**Aim of the exercise**: Please copy the records below word for word, all of them, leaving out any pictures.
--- START Data for the task ---
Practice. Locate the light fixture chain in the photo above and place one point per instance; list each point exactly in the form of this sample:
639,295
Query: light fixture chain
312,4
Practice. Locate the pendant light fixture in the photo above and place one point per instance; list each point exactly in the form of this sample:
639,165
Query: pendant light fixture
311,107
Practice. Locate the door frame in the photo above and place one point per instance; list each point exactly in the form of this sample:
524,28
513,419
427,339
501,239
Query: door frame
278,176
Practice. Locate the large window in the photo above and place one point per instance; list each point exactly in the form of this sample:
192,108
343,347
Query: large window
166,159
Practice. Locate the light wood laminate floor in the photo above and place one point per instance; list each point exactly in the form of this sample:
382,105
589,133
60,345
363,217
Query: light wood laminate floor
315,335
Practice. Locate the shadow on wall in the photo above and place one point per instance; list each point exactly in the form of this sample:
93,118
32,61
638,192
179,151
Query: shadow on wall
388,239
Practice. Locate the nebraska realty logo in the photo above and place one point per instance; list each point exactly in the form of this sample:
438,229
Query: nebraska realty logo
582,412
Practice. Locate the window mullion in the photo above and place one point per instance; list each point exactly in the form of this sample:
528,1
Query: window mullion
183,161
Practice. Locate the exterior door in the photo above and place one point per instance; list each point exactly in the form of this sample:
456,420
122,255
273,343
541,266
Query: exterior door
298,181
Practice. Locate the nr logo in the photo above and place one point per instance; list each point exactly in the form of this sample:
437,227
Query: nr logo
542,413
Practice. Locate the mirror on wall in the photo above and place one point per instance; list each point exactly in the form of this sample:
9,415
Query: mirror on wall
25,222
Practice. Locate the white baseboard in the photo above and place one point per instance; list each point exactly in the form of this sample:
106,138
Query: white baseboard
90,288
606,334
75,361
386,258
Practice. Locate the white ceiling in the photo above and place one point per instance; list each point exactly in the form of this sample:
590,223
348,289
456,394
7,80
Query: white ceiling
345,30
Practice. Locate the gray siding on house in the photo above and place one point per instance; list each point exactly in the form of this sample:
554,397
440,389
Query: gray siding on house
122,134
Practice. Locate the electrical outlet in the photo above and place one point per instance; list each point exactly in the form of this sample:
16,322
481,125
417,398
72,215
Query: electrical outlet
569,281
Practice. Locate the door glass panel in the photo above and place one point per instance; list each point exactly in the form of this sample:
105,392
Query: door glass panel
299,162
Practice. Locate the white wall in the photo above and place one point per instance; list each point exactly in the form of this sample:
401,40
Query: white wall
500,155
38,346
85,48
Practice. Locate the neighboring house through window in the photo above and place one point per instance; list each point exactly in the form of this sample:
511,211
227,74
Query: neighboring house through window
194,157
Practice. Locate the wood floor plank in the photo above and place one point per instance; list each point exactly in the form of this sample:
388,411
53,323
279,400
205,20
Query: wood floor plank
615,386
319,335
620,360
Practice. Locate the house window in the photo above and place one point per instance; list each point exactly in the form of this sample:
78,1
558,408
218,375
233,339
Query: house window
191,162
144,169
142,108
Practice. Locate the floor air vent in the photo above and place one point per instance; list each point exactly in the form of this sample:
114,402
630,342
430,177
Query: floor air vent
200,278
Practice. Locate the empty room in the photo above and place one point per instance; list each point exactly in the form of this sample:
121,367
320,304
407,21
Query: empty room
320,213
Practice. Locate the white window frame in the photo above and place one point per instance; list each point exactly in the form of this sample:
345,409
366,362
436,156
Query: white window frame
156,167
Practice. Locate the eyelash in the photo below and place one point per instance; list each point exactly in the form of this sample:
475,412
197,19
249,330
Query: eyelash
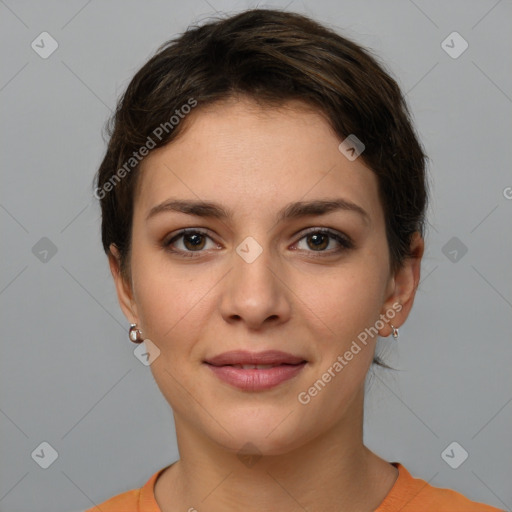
--- END Data for the task ---
**Result**:
Practice. Locate the light fixture chain in the photo above and place one point per instance; list each point exactly in the form of this sample:
639,295
Query: light fixture chain
312,4
Practice. Locate the pendant light fixture in the photo above and place one point per instance; list each point exactly in the form of this sample:
639,165
Query: pendant light fixture
311,107
Practice. Locate the door frame in the photo above and place one point per instance; list each point exactly in the form of this sample:
524,28
513,419
427,339
501,239
Query: door frame
278,176
Practice. Locate the large window in the photo above and place one point per instance; list each point exactly in the form of this sample:
192,108
343,347
Query: large window
166,159
Practice. Locate the light wood laminate floor in the photo above and place one point per instance; list each point exactly in the form of this sample:
382,105
589,133
60,345
363,217
Query: light wood laminate floor
315,335
Practice. Locate the shadow on wall in the photo above and place one point per instance; list each point exactly in the form of this sample:
93,118
32,61
638,192
179,151
Query: shadow on wall
388,239
Practice. Locate the nebraska realty logo in the photo above and place one point per instance; list each point exactly in the form of this sample:
438,229
Query: nebraska realty logo
582,412
Practice. Locate the window mullion in the photo above and place one point per instance; list each point exactly in the form of this sample:
528,1
Query: window mullion
183,161
Practice. Locate the exterior door in the photo above and place one point per instance; list each point exactly in the form of this sample:
456,420
122,255
273,343
541,266
Query: exterior door
298,181
Practice. Locate the nr logo in the photo above and place one point per instance; list each point exactly in the form of this sample:
437,227
Query: nr logo
542,413
Practice. Locate the mirror on wall in the photo above and place one point per instance; list each point exactly in the form of this sample:
9,415
Query: mirror on wall
25,222
Practice. Locate the white baseboard in the photo above and place one point per instance; list each point exactly in the form of this sample:
106,138
Query: white baseboard
90,288
606,334
75,361
386,258
Practice. Locate the white ceiling in the photo above and place one point per instance; list each point exactly in the form of this sample:
590,223
348,289
456,394
7,80
Query: white ceiling
345,30
Practice. Locate the gray siding on house in the photo above and place one point per instance; list each point exactly in the form of this sample:
554,397
440,389
Query: gray siding on house
122,134
Practice. Locate the electrical outlet in the photo above and place one point per instance; list each point exactly in the form of this sample:
16,322
481,125
417,398
72,215
Query: electrical outlet
569,281
Practice. Locate the door glass panel in the photo above and place one point per instance; list each point exactly in the form of this sample:
105,392
Query: door glass panel
299,162
Practice. Locate the white wall in the photo above and place one point per instance; list each point exactly in the form of this sample:
401,40
Query: white wall
500,155
38,346
85,48
Practice. Locate the neighboring house through window in the photo above and place one point per instance; list each point exactly in the form of this sample:
511,211
227,74
Query: neighboring house through window
194,157
Practice. Locate the wood floor plank in the photo above and place one point per instance; list each point exactly in the form of this sample:
388,411
53,323
279,400
205,20
Query: wood floor plank
615,386
319,335
620,360
Practice. Locate the house window in the photo above and place one point per instance; list each point exactly in the form of this sample:
78,1
558,408
218,375
233,339
Query: house window
191,162
144,169
142,108
Practice. Locate the floor air vent in the photo above and place one point per instance; list each point exactly in the form of this sample:
114,402
630,342
430,177
Query: floor air vent
200,278
Practice. Locate the empty room in the photo above and place one point per instance; list each point exactly in the form of this sample:
121,367
320,304
407,21
Query: empty room
320,213
Practice. Locate the white window frame in the photo above and place one point per instance; list each point exactly in the form of this sample:
345,409
366,362
436,156
Query: white window frame
156,167
Practice. Locate the eyelash in the photo below and place one point per instance; list each point exactly in the form of this sample:
475,412
197,19
249,330
Query: eyelash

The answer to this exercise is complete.